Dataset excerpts
• • •
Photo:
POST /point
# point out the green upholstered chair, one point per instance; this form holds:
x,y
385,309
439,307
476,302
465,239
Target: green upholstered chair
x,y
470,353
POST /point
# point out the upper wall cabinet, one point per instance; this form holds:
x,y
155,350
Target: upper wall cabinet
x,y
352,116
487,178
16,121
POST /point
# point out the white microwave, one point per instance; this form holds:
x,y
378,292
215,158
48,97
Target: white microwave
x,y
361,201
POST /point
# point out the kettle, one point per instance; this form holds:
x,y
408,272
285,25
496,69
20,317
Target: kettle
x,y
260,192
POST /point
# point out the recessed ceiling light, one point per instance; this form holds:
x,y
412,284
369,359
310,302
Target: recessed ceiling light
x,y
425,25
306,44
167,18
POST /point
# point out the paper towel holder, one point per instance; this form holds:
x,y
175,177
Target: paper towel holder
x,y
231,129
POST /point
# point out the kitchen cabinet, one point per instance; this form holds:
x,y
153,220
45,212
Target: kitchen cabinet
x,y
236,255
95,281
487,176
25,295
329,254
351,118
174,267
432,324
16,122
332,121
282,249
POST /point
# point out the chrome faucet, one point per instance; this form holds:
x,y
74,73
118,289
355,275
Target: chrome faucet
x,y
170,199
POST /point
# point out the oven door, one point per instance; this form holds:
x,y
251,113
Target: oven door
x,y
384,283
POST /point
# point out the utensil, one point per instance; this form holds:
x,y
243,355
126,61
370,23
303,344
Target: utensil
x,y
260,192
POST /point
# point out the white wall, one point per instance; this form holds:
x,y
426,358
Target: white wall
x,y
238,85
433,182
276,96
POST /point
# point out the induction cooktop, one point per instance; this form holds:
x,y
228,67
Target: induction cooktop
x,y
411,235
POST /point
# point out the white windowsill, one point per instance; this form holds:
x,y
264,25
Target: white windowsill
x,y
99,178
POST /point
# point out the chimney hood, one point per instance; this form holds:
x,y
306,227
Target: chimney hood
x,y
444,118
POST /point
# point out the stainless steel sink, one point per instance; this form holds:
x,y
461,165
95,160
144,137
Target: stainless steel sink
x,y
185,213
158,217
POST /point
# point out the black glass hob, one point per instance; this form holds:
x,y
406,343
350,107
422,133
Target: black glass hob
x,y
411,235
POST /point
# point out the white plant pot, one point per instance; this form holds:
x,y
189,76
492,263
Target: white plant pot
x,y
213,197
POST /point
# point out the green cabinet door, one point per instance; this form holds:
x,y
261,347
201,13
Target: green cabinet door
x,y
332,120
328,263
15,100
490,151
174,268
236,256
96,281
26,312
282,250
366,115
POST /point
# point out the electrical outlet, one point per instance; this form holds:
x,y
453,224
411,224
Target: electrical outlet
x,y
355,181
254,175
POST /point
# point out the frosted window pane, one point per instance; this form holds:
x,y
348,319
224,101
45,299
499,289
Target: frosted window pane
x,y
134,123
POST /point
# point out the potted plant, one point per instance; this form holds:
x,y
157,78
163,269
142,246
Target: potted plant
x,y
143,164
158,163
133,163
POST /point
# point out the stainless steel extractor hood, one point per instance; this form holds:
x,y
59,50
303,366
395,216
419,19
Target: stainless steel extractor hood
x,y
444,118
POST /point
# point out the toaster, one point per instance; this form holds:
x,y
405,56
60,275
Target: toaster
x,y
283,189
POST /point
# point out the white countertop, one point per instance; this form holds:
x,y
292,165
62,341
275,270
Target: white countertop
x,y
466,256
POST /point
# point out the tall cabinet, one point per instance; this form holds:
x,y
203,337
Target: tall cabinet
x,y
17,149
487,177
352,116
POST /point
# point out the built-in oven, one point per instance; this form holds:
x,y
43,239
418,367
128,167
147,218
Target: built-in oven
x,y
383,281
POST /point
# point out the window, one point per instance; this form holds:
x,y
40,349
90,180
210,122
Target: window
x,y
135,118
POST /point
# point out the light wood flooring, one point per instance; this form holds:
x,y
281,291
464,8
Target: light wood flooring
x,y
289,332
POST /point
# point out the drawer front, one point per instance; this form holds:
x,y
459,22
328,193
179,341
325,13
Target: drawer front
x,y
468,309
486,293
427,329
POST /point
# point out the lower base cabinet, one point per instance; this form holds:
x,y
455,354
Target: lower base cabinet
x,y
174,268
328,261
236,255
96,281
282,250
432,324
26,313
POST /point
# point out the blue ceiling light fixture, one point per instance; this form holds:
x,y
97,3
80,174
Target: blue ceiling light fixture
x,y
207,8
• • •
▶ **Task to complete**: An exact retyping of every line in the records is needed.

▶ **Exercise solution**:
Photo:
POST /point
# point out the green upholstered chair, one point per instance; this form holds:
x,y
385,309
439,307
476,302
465,239
Target: green upholstered chair
x,y
470,353
POST /point
# point out the upper wall cabinet, one point per instance; this form holds:
x,y
155,350
Target: upper wall cabinet
x,y
352,116
487,178
16,121
POST /point
# point out the white microwave, one point per instance; this form holds:
x,y
378,292
215,158
48,97
Target: white microwave
x,y
361,201
POST /point
# point out the kettle, one point per instance; this form holds:
x,y
408,272
285,25
496,69
20,317
Target: kettle
x,y
260,192
POST /point
# point out the recessed ceiling light, one point per instance; this form holds:
x,y
412,284
369,359
310,302
Target: recessed ceiling light
x,y
425,25
306,44
167,18
POST /point
# point out the paper towel holder, one point per instance; this form holds:
x,y
175,177
Target: paper towel holder
x,y
231,129
POST /point
# point out the kitchen cabinet, one point per instance; this form holds:
x,y
153,220
45,212
Target: kitchen cabinet
x,y
236,255
95,281
487,176
25,295
329,254
351,118
174,267
432,324
16,122
332,121
282,249
POST /point
# point out the chrome faucet, one point per instance; this form holds:
x,y
74,73
118,289
355,275
Target: chrome faucet
x,y
170,199
POST /point
# point out the oven door, one point per instance; this form holds:
x,y
251,113
Target: oven door
x,y
384,283
POST /point
# point out the utensil, one point per instance; this form holds:
x,y
243,355
126,61
370,23
303,344
Target: utensil
x,y
260,192
POST /point
# point out the white wall, one point per instance; this form holds:
x,y
426,358
Target: white wall
x,y
238,85
433,182
276,96
POST /point
# point out the induction cooktop, one point per instance; this form holds:
x,y
228,67
Target: induction cooktop
x,y
411,235
POST /point
# point out the white windowsill, one point per instance; this form holds:
x,y
264,25
Target: white windowsill
x,y
99,178
POST /point
# point out the chimney hood, one point per instance; this form holds:
x,y
306,227
Target: chimney hood
x,y
444,118
POST /point
# point out the stainless steel sink, one point per instance; this form holds:
x,y
461,165
95,160
144,137
Target: stainless steel sink
x,y
185,213
158,217
POST /point
# point out the black glass hob, one point per instance; this form holds:
x,y
406,343
350,107
422,133
Target: black glass hob
x,y
411,235
POST /point
# point out the white plant pot, one point per instance; this form holds:
x,y
189,76
492,263
Target: white plant pot
x,y
213,197
POST /point
# point out the green cabinet door, one point per instance; this form holds:
x,y
261,347
201,13
Target: green cabinet door
x,y
332,120
328,263
15,100
490,151
174,268
236,256
96,281
26,312
282,250
366,115
POST /point
# point out the electrical outlet, one point per instance; this form holds:
x,y
453,224
411,224
Target: electrical outlet
x,y
355,181
254,175
POST /point
# point out the frosted window pane, one point per instance; this form holds:
x,y
348,319
224,101
45,299
499,289
Target: frosted window pane
x,y
134,123
POST /point
# point out the potted plant, one point per instance; this form holds:
x,y
157,78
163,269
142,246
Target: potted plant
x,y
143,164
158,163
133,163
POST /point
# point out the stainless steel extractor hood, one point per instance; this form holds:
x,y
59,50
303,366
395,216
419,19
Target: stainless steel extractor hood
x,y
444,118
POST /point
# point out the toaster, one point per instance; this form holds:
x,y
405,56
60,275
Target: toaster
x,y
283,189
POST /point
# point out the white countertop, one point per instance; this form holds:
x,y
292,165
62,341
275,270
Target: white countertop
x,y
466,256
POST /point
# point out the tall cabinet, one point per instance; this form holds:
x,y
203,337
Target: tall cabinet
x,y
17,149
487,177
352,116
POST /point
# point out the built-in oven, one point per instance; this form holds:
x,y
43,239
418,367
128,167
147,218
Target: built-in oven
x,y
383,281
POST /point
# point out the window, one point per instance; this form holds:
x,y
40,349
90,180
210,122
Target: window
x,y
135,118
POST /point
# point out the light wood flooring, one point per instance; this form holds:
x,y
281,291
464,8
Target: light wood flooring
x,y
289,332
POST /point
# point out the drawer front, one point per instance; this form holds:
x,y
459,22
328,193
179,341
325,13
Target: drawer front
x,y
468,309
486,293
427,329
POST /point
# point out the lower base cabinet, one point per instance; this form holds:
x,y
455,354
Target: lower base cabinet
x,y
174,268
328,261
236,255
96,281
282,250
432,324
26,313
POST /point
# point out the blue ceiling light fixture, one point per instance; this form holds:
x,y
97,3
80,174
Target: blue ceiling light fixture
x,y
207,8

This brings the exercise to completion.